№1, 1998/В творческой мастерской

Изобретение каменного топора. Беседу вел А. Кузнецов

Ваш приход в литературу связан с неким парадоксальным экспромтом. Была ли в этом закономерность, ключ к вашему творчеству?

— Ну, вообще, мистику очень легко найти, когда либо статистики мало, либо, наоборот, очень много. Поэтому – назад глядя – всегда выстраиваются закономерности. Это свойство нашей памяти и подтасовок сознания. Вот почему все всегда надо корректировать. Когда не стало папы и мама начала разбирать его архив, она нашла свои письма, адресованные из блокады на Урал, куда отец был эвакуирован с предприятием. В одном из этих писем были такие строки: «Дети – странные люди, они абсолютно не страдают от того, что происходит. Старший мечтает стать летчиком, а младший – писателем». Мне было четыре года. Когда мама показала мне это в 78-м году, я очень смеялся – об этом никто никогда не вспоминал. Ведь я совершенно не собирался заниматься литературой.

Поступили в Горный институт, а потом как бы на спор что-то написали…

— Практически так, но на самом деле не совсем. Один мой приятель привел меня в литобъединение при Горном институте, которое было совершенно замечательным. В девятнадцать лет люди ищут то, что сегодня принято называть тусовкой, а попросту говоря – своих. И вот мне так понравилась эта среда, что на вопрос: пишу ли я, понимая, что иначе меня и не примут, – я ответил: конечно, пишу. Так что начал я профессионально с плагиата, потому что знал наизусть несколько стихотворений собственного брата, который писал под Северянина. Я прочитал эти стихи, и члены объединения были настолько снисходительны, что приняли меня в свои ряды. Это был 56-й год. Дальше мне надо было подтвердить, что я пишу, и пришлось засесть за поэму. Когда я ее прочитал, мне сказали, что здесь что-то есть, а вот то, что ты нам читал раньше, никуда не годится. И конечно, я уже не мог признаться в том, что все это я попросту украл.

Так что теперь можно сказать, что я с пеленок собирался быть писателем и начал как профессионал, потому что плагиат – функция профессиональная…

То есть?

— Конечно, воруют только профессионалы, непрофессионалу что воровать? Да, и вот вся эта история с одной стороны – правда, а с другой – абсолютная чушь. Но это факты, факты… А если ту поэму посмотреть, то получится, что в ней ключ ко всему моему делу, которое проявлялось десятилетиями. В этой поэме обыгрывался тезис, что искусство принадлежит народу: мол, в Эрмитаж ходят одни жлобы, а что там доступного, собственно? Этот тезис, перецитированный в свое время Лениным, сыграл огромную роль в литературном процессе, да и вообще в нашей жизни. Какие-то мотивы этой поэмы впоследствии перешли в «Пушкинский дом».
______________________________
ЗАДАНИЕ 1:
Переведите на английский язык предложение из беседы выше: «Какие-то мотивы этой поэмы впоследствии перешли в «Пушкинский дом».»
ЗАДАНИЕ 2:
Кем, согласно письму матери из блокады, мечтал стать старший сын, по словам собеседника в приведенной выше беседе?

ИСХОДНЫЕ ДАННЫЕ:
______________________________
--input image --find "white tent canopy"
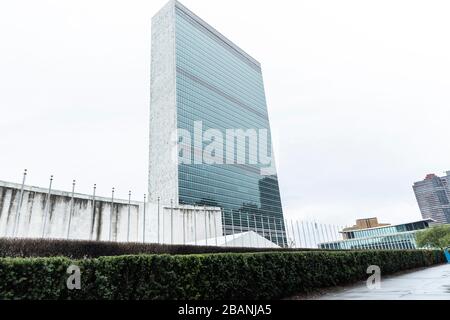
______________________________
ОЖИДАЕМЫЙ ОТВЕТ 1:
Some motifs of this poem later made their way into "Pushkin House."

ОЖИДАЕМЫЙ ОТВЕТ 2:
Летчиком.